**Постановка задачи a:** Выберите из записей все строки, содержащие слово «stone», учитывая регистр букв.

**Исходный отрывок:**
################

Полагаю, довольно. Разве что еще одна фраза из полицейского протокола:

«Поблизости тела орудий и никаких острых вещей не оказалось, и следов крови более нет».

Стало быть, ясно: труп был откуда-то привезен и брошен. И еще: женщину сперва зверски избили, ко всему прочему сломав ребра, потом душили и, наконец, зарезали.

Личность несчастной установить было нетрудно, тем более, что стало известно: еще накануне, восьмого ноября, отставной титулярный советник Александр Сухово-Кобылин обращался сперва в Тверскую часть, а затем и к самому обер-полицмейстеру с известием о пропаже французской подданной Луизы Элизабет Симон-Деманш и с просьбой об отыскании оной.

Первые шаги, предпринятые к обнаружению виновных, сделаны были немедля, но не дали ничего. Был прослежен с утра до вечера весь день седьмого ноября, когда француженку видели живой в последний раз: ничего примечательного и подозрительного. Ровное, даже веселое состояние духа; времяпровождение самое обыкновенное: визиты, закупки провизии в Охотном ряду, посещение портнихи, книжного магазина Дюкло, кондитерской Люке на Кузнецком мосту, где Луиза с сопровождающими лакомилась мороженым, катание на двух санях по бульварам — и, наконец, роковой вечер. Воротившись к себе на Тверскую, во флигель в доме графа Гудовича, где Сухово-Кобылиным для нее снята была квартира из пяти комнат, Симон-Деманш осведомилась у прислуги, не приезжал ли барин, живший, естественно, отдельно от нее, в собственном доме на Сенной площади, близ Страстного монастыря, — к слову заметить, ныне это по адресу: Страстной бульвар, 9.

Узнавши, что никак нет, барин не изволили быть, отправила к нему повара Ефима Егорова с запискою, где просила денег на расходы. Ждала ответа. Не дождалась и отправилась пешком, не сказавшись, куда, только приказав не гасить в доме свеч, ибо вернется совсем скоро.

И исчезла.

Обыск ее квартиры также не дал никаких результатов. Не обнаружилось следов не только что потасовки, но хотя бы и беспорядка, и все драгоценности лежали нетронуты. Обыскали дворовых, то есть четырех крепостных крестьян Сухово-Кобылина, находившихся в услужении у Симон-Деманш, но и тут все казалось чисто.

Слуг, однако, арестовали: помянутого Ефима Егорова, «дворовую женку» Аграфену Кашкину двадцати семи лет, пятидесятилетнюю «дворовую девку» Пелагею Алексееву и восемнадцатилетнего Галактиона Козьмина.

Заодно, чтоб никому не было ни обидно, ни завидно, взяли под стражу сухово-кобылинского камердинера Макара Лукьянова, а флигель на Сенной, где были личные покои его барина, подвергли наитщательнейшему осмотру.

И вот там кое-что сыскали-таки.

Следственный протокол:

«…Оказалось, что в комнате, называемой залой, видны на стене к сеням кровавые пятна, одно продолговатое, на вершок длины, в виде распустившейся капли, другое величиною в пятикопеечную серебряную монету, разбрызганное; на штукатурке видны разной величины места, стертые неизвестно чем, и самая штукатурка в некоторых местах обвалилась, вероятно, от ветхости; полы во всех комнатах крашенные желтою краскою и недавно вымытые, в сенях около двери кладовой видно на грязном полу около плинтуса кровавое пятно, полукруглое, величиною в четверть аршина, и к оному потоки и обрызги кровавые, частью уже смытые, на ступенях заднего крыльца также видны разной величины пятна крови, частью стертые или смытые».

################

**Записи для обработки:**
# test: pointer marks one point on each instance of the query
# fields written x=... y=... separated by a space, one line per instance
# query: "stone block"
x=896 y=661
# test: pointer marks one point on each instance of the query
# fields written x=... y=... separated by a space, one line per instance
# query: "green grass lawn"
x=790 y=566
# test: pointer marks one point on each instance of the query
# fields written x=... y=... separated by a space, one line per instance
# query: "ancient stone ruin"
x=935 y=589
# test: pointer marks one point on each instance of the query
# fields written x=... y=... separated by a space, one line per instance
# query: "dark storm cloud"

################

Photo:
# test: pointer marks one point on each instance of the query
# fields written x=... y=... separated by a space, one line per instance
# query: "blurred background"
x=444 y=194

################

**Постановка задачи b:** В какой кондитерской, согласно отрывку, Луиза Симон-Деманш лакомилась мороженым седьмого ноября и где эта кондитерская находилась?

**Ответ к заданию a:**
# query: "stone block"
# query: "ancient stone ruin"

**Ответ к заданию b:** В кондитерской Люке на Кузнецком мосту.